Decorrer da história
Liana tenta a todo momento conviver com a sua escolha, protegendo seus filhos de saberem da sua real história. Mesmo ela afirmando que foi abusada, as pessoas colocam ela em lugar de se questionar se isso foi mesmo verdade, como qualquer mulher a se questionar quando existem esse acontecimento, pois não é culpa do homem, “seria culpa da mulher”, que aproveita da situação e seduziu o cara … A gente percebe esse jogo muito nítido até hoje, essa manipulação para culpabilizar a vítima e não o estuprador.
A culpa e o segredo fazem parte de toda a trama, das escolhas, os personagens se tornam fechados, tentando conviver e criando um cenário de mentiras.
A novela me despertou uma discussão sobre as nossas próprias escolhas, da convivência com elas, acredito que nos últimos capítulos, a gente quer entender se existe uma redenção para todas as mentiras criadas, se realmente existe um acolhimento caso aconteça de relatarmos a nossa verdade.
Uma das cenas mais lindas e mais importantes que faz a gente assistir toda a trama e a decisão de contar toda a verdade, então ela se abre para os filhos, se entregando dizendo de fato o que aconteceu e eles acolhendo ela dentro da sua história que também eles fazem parte e as pessoas em volta, da forma como Liana é recebida é lindo de ver. Isso torna-se tão especial, pois ao meu ver dá voz a muitas mulheres que já passaram por isso. É onde damos um suspiro de alívio, junto com ela e nos leva a conectar com a série.
Saber que escolhemos conviver com a dor em nossas decisões difíceis mais traumáticas ou complexas que sejam, pode nos tornar um peso, mas quando conseguirmos de fato nos abrirmos para as pessoas que amamos e criamos laços, isso é libertador. Eu falo isso sendo um homem gay que precisou sair do armário para ser quem eu sou hoje e ter muito orgulho de conseguir ser eu.
Eu falo isso sendo um homem gay que precisou sair do armário para ser quem eu sou hoje e ter muito orgulho de conseguir ser eu.
Em outro viés, existe o Thomas que no decorrer da trama, começou a se colocar como dono da verdade ou meias verdades (personagem caracterizado por muitos homens do “bem” por aí). Ele sendo engolido pela culpa, por mais que tenha abraçado suas escolhas, ele não traz toda a sua verdade, ele apenas trouxe aquilo que ele “acreditava ser” mas desfalcando a sua realidade, então ele continuou sendo massacrado sentimento de culpa e convivendo na bolha da mentira.
A série me mostrou inúmeros caminhos, mas ao meu entendimento é um conforto para aqueles que vivem se culpabilizando pelos seus problemas, e que decidem carregar essa mochila nas costas a vida toda, por uma única decisão você deixa de olhar para a sua volta, olhar para a sua família, olhar para as pessoas que estão com você … olhar para si, e vivem com medo.
Eu vejo que a novela traz um suspiro para muitos que sentem esse peso da vida como se abrir para as pessoas certas e poder ter o acolhimento que precisa. Caso ainda sinta medo de dizer para sua família, amigos, tente procurar uma rede de apoio, terapia, grupos específicos para essa abertura …
“Eu convivi a muito tempo dentro do armário, tinha 2 vidas, uma para minha família, amigos e trabalho, outra para pessoas que eram iguais a mim, então eu consegui sair do armário, eu pude ser eu … e isso hoje não tem preço em viver a minha vida.”

■ Material exibido ■
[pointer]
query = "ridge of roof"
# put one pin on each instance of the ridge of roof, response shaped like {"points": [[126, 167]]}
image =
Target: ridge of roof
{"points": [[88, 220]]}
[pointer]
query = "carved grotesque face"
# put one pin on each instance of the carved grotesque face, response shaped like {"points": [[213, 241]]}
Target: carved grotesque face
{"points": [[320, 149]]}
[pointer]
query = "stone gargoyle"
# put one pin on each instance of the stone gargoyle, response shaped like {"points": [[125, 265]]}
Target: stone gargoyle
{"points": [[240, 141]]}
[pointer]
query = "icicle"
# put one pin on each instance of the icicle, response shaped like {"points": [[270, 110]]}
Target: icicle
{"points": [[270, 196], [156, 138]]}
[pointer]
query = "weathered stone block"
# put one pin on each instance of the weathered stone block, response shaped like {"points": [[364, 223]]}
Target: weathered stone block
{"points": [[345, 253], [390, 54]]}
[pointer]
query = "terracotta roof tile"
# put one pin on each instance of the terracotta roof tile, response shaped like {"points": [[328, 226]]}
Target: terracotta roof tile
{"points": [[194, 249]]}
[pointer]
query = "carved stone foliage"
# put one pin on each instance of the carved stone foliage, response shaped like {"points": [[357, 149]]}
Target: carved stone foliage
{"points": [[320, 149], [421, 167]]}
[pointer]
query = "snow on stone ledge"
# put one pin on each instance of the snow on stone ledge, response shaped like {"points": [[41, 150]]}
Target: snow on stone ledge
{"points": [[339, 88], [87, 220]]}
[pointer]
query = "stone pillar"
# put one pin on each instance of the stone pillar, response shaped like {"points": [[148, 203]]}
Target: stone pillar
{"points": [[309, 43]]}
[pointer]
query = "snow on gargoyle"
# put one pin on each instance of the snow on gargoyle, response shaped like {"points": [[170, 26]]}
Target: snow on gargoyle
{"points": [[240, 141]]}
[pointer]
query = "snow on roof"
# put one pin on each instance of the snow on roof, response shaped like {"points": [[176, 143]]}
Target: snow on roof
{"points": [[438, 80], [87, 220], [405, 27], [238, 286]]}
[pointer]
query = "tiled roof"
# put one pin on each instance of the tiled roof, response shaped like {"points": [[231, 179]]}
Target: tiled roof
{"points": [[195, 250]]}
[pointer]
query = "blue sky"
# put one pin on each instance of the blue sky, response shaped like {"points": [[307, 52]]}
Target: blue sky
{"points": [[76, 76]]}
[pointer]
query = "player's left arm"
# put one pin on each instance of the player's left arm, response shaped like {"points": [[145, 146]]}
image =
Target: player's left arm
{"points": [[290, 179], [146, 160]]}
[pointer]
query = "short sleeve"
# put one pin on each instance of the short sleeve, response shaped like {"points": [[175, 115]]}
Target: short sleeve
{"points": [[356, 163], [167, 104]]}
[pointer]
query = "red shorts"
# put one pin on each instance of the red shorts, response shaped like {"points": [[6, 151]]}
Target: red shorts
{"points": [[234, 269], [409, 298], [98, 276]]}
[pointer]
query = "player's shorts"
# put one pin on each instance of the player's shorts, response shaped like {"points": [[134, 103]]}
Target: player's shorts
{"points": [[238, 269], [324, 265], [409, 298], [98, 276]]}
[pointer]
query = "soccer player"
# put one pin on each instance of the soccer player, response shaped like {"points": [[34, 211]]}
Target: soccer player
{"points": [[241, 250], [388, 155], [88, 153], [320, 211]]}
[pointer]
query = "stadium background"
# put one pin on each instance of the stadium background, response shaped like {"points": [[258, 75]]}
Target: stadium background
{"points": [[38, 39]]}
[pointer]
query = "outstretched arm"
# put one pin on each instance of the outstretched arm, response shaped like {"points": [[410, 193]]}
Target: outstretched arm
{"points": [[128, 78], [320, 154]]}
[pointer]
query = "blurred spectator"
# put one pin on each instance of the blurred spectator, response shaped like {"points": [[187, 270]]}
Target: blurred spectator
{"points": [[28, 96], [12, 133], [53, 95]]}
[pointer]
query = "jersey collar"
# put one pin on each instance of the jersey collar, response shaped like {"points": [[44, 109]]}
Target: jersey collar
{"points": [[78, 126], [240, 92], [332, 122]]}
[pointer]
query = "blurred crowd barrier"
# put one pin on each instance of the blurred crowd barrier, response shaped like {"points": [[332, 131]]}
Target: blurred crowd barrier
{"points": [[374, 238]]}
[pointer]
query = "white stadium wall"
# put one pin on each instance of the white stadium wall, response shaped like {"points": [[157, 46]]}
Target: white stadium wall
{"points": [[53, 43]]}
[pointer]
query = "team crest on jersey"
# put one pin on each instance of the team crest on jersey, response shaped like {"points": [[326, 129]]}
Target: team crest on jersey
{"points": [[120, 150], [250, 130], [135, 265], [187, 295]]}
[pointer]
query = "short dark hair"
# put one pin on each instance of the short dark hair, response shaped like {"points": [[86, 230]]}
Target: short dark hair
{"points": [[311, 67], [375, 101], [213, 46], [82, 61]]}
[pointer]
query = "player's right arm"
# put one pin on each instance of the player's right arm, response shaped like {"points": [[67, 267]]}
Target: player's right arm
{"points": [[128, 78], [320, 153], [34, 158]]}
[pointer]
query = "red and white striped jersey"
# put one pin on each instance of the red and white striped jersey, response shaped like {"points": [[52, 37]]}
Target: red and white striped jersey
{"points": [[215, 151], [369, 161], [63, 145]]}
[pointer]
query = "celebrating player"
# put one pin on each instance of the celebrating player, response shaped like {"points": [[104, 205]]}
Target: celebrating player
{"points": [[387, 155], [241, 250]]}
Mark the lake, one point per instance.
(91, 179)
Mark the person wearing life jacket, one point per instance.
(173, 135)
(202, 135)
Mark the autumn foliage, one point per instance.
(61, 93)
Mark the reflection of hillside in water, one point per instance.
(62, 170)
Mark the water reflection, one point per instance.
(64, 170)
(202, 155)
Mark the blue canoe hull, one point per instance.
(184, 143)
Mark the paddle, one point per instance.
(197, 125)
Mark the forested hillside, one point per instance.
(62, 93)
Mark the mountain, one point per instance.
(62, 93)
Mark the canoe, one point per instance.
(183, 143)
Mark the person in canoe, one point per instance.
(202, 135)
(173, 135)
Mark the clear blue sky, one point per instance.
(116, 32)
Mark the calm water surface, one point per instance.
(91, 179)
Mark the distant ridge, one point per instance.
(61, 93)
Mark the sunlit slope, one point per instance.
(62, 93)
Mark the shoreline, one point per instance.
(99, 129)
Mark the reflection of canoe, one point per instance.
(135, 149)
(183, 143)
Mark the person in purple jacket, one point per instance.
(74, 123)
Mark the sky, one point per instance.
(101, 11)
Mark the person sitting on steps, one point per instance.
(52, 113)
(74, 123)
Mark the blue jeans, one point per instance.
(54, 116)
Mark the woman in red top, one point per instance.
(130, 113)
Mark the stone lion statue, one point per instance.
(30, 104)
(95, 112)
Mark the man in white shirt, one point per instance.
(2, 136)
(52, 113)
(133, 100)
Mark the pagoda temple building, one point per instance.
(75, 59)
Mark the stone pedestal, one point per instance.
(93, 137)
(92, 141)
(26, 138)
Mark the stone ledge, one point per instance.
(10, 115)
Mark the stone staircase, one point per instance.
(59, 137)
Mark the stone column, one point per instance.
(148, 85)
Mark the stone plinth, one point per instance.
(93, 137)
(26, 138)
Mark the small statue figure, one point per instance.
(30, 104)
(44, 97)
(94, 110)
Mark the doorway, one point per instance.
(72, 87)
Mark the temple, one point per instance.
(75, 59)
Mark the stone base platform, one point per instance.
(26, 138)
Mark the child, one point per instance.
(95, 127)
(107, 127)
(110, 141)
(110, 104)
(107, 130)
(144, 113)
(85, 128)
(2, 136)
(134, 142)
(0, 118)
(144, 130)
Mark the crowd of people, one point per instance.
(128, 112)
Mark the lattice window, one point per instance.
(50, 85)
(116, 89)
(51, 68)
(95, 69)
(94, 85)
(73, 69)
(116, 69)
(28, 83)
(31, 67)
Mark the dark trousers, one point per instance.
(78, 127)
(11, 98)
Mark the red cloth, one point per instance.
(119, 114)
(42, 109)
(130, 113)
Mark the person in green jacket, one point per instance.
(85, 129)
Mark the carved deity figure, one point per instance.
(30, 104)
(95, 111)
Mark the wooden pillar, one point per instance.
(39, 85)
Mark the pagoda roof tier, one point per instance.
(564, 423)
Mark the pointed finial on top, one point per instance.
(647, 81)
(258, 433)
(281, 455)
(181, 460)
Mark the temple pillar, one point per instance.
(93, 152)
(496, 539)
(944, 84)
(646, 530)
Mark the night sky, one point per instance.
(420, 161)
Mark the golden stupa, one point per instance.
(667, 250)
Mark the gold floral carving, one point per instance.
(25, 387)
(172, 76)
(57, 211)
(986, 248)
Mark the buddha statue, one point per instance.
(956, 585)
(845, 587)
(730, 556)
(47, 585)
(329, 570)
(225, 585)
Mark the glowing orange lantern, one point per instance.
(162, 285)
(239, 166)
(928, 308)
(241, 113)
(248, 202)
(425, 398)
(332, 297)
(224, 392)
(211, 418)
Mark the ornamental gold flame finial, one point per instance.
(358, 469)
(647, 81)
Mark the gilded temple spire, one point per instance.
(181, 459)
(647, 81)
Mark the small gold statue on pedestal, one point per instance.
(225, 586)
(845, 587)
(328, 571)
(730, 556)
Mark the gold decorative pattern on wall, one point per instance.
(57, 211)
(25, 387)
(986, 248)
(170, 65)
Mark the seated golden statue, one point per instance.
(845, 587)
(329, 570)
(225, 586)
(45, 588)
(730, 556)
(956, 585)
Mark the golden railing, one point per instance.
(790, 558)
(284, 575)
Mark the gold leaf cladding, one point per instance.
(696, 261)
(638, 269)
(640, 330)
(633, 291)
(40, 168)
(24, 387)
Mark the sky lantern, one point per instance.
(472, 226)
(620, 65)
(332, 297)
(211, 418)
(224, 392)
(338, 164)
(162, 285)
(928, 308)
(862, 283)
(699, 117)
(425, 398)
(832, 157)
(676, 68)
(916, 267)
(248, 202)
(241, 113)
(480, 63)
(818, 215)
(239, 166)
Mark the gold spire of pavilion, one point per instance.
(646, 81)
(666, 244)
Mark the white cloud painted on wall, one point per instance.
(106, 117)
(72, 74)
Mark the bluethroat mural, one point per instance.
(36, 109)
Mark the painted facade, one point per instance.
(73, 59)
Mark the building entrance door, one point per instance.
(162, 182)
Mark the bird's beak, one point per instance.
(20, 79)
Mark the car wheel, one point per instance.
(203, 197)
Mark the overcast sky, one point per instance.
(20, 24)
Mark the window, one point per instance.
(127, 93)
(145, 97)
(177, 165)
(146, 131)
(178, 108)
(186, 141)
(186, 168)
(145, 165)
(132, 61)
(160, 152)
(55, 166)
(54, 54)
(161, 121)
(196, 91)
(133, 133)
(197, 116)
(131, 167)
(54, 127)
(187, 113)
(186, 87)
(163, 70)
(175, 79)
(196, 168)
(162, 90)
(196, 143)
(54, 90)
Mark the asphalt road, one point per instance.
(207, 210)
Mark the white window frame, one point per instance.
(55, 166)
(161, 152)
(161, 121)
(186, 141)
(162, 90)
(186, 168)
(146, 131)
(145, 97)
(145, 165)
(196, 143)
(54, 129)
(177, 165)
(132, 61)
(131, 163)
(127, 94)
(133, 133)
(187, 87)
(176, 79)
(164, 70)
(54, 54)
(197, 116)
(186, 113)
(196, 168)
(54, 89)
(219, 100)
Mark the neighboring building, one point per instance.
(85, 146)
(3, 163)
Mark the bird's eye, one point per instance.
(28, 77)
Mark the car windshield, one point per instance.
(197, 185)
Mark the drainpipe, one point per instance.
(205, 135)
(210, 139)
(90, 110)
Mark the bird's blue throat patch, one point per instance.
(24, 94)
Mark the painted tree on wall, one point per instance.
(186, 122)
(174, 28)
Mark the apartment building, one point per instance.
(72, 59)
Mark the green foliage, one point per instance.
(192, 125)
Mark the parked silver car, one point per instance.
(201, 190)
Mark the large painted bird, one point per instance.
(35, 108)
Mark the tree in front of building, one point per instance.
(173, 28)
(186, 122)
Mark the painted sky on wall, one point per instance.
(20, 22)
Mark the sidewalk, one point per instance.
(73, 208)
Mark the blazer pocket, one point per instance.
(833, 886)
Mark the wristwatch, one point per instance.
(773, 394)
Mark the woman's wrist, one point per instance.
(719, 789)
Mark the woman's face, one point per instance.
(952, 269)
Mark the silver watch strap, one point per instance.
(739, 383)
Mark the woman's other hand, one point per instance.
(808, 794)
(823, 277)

■ Tarefas e exercícios ■
a: Repita todo o trecho do texto sobre a novela, desde "A novela me" até "a nossa verdade.".
b: Liste as alternativas que o texto sobre a novela sugere a quem ainda tem medo de se abrir com a família e os amigos.
c: Segundo o texto sobre a novela, por que a cena em que Liana conta a verdade aos filhos se torna tão especial? Responda em uma a três frases.
O material tem origem em outra fonte.

■ Respostas numeradas ■
a:
A novela me despertou uma discussão sobre as nossas próprias escolhas, da convivência com elas, acredito que nos últimos capítulos, a gente quer entender se existe uma redenção para todas as mentiras criadas, se realmente existe um acolhimento caso aconteça de relatarmos a nossa verdade.

b:
- Rede de apoio
- Terapia
- Grupos específicos para essa abertura

c: Na visão de quem escreve, essa cena dá voz a muitas mulheres que já passaram pelo mesmo que Liana.